++++ Page text ++++
Harnessing Precipitation and Climatological Raster Data in South America | by Maurício Cordeiro | Jun, 2023

How to access MERGE precipitation and other climatological products from INPE for comprehensive weather insights using Google Colab

Photo by Max on Unsplash

As the El Niño phenomenon intensifies in 2023, climatological and precipitation data have become fundamental in deciphering its impact on weather patterns and climate dynamics in global or regional scales. In terms of precipitation data, two globally recognized datasets come to the forefront: CHIRPS (Climate Hazards Group InfraRed Precipitation with Station) by USGS and IMERGE (Integrated Multi-satellitE Retrievals for GPM) developed by NASA, where GPM denotes the Global Precipitation Measurement mission. This mission employs a network of satellites to deliver comprehensive global rainfall estimates. Though these products are suitable for global models, they aren’t specifically tailored for South American scenarios.

In this context, the Brazilian National Institute for Space Research (INPE) offers daily precipitation raster data specifically calibrated for South America. This product, known as MERGE, relies on the IMERGE/GPM model but benefits from calibration against thousands of in-situ rain gauges to ensure unbiased results (Rozante et al. 2010, Rozante et al. 2020). INPE also provides additional climatological data, including monthly averages, daily averages, and more.
++++
▶ [Complete the following]:
[A] In the precipitation data article, which organization offers the MERGE product?
[B] Reproduce word for word the part of the precipitation data article that opens with "As the El Niño" and closes with "South American scenarios.".
[C] Continue the precipitation data article from the point where it stops.
++++ Data listing ++++
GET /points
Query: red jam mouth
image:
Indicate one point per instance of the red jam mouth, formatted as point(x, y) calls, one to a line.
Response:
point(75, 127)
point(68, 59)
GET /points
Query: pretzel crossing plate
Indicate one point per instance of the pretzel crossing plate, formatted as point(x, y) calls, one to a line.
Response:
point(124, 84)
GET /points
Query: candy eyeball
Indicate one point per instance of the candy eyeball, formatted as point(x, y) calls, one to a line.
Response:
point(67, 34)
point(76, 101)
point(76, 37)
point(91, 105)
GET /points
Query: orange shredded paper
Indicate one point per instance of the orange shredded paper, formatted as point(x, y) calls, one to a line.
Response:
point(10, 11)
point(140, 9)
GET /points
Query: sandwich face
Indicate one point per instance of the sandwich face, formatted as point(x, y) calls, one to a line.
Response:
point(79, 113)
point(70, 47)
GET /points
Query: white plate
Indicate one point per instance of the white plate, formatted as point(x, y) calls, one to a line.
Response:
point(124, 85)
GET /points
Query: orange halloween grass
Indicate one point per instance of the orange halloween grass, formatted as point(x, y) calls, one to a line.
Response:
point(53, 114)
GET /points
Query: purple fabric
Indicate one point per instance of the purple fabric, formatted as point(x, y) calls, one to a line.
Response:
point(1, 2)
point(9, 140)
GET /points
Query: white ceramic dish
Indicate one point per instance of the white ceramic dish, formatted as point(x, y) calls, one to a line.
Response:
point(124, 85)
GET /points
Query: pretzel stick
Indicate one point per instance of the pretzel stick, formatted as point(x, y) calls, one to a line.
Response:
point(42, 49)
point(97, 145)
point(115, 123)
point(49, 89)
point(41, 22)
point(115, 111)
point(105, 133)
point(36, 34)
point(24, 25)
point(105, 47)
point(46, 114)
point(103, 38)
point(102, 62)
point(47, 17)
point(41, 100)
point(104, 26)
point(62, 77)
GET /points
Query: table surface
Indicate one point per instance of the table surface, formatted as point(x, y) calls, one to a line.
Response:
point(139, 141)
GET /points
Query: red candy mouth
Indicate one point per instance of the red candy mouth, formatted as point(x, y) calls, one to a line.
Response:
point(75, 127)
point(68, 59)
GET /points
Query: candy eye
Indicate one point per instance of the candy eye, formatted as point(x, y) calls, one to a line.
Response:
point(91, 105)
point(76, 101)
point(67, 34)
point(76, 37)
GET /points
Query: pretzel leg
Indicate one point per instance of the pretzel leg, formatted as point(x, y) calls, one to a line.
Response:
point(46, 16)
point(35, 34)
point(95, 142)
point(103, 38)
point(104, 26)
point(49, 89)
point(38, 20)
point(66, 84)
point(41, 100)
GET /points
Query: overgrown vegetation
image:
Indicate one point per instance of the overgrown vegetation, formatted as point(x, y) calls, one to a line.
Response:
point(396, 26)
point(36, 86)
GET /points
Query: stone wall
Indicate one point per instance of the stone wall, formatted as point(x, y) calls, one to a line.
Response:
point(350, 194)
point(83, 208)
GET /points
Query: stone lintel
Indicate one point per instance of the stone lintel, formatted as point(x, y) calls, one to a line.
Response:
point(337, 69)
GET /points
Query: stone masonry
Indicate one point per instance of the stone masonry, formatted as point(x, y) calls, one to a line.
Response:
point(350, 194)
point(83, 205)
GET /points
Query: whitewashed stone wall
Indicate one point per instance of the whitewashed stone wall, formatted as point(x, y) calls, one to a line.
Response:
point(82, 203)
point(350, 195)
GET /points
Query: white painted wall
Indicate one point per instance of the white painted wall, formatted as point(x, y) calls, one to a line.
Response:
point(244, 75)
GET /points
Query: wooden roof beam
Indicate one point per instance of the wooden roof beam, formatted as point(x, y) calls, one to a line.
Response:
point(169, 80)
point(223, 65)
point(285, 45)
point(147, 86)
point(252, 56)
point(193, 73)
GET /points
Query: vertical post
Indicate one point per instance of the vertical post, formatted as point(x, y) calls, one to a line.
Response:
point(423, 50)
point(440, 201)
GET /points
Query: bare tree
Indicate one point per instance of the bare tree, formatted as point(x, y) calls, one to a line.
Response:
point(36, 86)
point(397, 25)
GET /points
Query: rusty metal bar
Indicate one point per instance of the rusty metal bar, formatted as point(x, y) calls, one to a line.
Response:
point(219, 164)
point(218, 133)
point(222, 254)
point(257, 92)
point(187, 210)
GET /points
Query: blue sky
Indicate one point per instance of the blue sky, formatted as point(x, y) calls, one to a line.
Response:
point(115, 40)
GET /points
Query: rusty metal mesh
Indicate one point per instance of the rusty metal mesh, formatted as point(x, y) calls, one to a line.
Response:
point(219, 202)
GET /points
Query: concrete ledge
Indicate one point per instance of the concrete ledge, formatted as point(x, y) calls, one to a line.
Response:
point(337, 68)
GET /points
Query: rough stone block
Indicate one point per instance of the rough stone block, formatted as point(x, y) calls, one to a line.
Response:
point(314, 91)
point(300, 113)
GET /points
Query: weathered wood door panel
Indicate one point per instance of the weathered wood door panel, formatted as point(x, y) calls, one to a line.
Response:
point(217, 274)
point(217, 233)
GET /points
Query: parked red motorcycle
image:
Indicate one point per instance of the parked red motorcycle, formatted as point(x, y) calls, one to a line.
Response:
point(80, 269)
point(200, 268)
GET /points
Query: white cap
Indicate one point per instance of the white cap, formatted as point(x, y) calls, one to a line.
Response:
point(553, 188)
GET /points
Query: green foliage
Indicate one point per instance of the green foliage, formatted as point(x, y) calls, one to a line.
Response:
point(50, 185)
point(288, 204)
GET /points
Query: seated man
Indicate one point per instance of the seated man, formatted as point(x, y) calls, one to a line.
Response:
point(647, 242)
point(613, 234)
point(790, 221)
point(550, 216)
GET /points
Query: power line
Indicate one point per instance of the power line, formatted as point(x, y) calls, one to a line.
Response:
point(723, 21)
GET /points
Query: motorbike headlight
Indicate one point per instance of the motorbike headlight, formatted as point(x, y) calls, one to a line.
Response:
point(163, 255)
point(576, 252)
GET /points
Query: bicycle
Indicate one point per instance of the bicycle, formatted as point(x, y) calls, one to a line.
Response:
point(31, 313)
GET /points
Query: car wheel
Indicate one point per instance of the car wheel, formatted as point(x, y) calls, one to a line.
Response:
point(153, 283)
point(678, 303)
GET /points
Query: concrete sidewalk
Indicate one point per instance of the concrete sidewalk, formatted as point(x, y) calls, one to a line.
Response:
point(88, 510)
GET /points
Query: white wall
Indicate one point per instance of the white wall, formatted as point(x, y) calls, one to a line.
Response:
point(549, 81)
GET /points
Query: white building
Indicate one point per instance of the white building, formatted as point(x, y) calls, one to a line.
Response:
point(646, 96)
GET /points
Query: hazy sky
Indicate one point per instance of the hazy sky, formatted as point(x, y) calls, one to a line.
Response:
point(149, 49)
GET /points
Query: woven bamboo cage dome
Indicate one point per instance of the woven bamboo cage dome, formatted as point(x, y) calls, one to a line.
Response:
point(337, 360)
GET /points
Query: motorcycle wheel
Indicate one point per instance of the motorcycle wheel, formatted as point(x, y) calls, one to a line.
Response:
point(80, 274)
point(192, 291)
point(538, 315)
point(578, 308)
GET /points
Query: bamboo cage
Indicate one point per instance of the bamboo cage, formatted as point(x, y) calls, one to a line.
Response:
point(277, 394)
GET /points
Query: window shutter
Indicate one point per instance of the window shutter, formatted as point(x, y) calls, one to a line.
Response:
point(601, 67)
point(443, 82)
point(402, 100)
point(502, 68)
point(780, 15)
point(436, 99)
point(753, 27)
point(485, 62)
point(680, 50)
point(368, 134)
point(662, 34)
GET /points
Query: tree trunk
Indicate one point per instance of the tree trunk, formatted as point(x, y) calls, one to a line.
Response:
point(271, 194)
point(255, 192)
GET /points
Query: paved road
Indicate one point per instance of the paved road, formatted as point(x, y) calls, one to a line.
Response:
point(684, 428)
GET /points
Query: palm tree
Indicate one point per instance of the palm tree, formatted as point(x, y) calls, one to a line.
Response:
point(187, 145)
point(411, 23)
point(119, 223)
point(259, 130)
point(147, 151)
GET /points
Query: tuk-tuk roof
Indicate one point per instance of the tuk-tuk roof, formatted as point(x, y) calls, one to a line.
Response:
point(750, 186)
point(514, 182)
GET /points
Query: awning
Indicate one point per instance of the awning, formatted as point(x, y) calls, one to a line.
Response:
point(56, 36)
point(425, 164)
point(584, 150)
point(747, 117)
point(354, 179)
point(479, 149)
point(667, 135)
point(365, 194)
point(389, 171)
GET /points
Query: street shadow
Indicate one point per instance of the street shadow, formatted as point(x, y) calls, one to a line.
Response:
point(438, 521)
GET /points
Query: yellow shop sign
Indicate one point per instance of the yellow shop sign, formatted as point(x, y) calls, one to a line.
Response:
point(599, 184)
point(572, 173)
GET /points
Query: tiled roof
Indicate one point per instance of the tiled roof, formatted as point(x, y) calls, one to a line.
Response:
++++
▶ [Answers for this exercise]:
[A] The Brazilian National Institute for Space Research (INPE).

[B]
As the El Niño phenomenon intensifies in 2023, climatological and precipitation data have become fundamental in deciphering its impact on weather patterns and climate dynamics in global or regional scales. In terms of precipitation data, two globally recognized datasets come to the forefront: CHIRPS (Climate Hazards Group InfraRed Precipitation with Station) by USGS and IMERGE (Integrated Multi-satellitE Retrievals for GPM) developed by NASA, where GPM denotes the Global Precipitation Measurement mission. This mission employs a network of satellites to deliver comprehensive global rainfall estimates. Though these products are suitable for global models, they aren’t specifically tailored for South American scenarios.

[C]
Figure 1 depicts the total precipitation in South America for 2015 (left), a year with a strong El Niño phenomenon, and the precipitation anomaly in comparison to the previous year when no El Niño was present (right).

FIgure 1: In the left, the total precipitation in South American for the year of 2015 and in the right the precipitation anomaly of 2015 in comparison to 2014, when there was no el-niño. Image by author.

We can note from the figure a large area with negative anomaly, specially in the Amazon biome, with up to 2,000 mm less rain when compared to the previous year.

These resources present immense value for diverse applications including watershed and reservoir management, monitoring of critical events, and precision agriculture. Nevertheless, the intricacies involved in downloading and manipulating these datasets often hinder their effective utilization, limiting their use mostly to meteorologists and leaving other professionals like hydrologists and agricultural specialists under-equipped. This was a challenge observed within my organization (ANA) where hydrologists and engineers often struggle to access rainfall data for specific basins.

Addressing this challenge, this article aims to guide readers on how to efficiently download and manipulate these data using the merge-downloader package, opening the door for broader interdisciplinary usage and insights.

The merge-downloader is an unofficial library developed to make it easier accessing data from INPE and the source-code is available at: https://github.com/cordmaur/merge-downloader.

The installation of the Python libraries required for geospatial applications can be daunting sometimes, so I strongly suggest using docker instead. I’ve already covered this topic in previous stories published here in TDS:

A docker image is already available on Docker Hub and the installation can be done with the following commands in a shell prompt.

> docker pull cordmaur/merge-downloader:v1
> docker run -it -p 8888:8888 merge-downloader:v1 bash

Once inside the container, you can install the package and start jupyter, which will be accessible through your web browser on

root@89fd8c332f98:/# pip install merge-downloader
root@89fd8c332f98:/# jupyter notebook --ip= --allow-root --no-browser

Another option, even more straightforward is to install merge-downloader on Google Colab, that will be the path followed here.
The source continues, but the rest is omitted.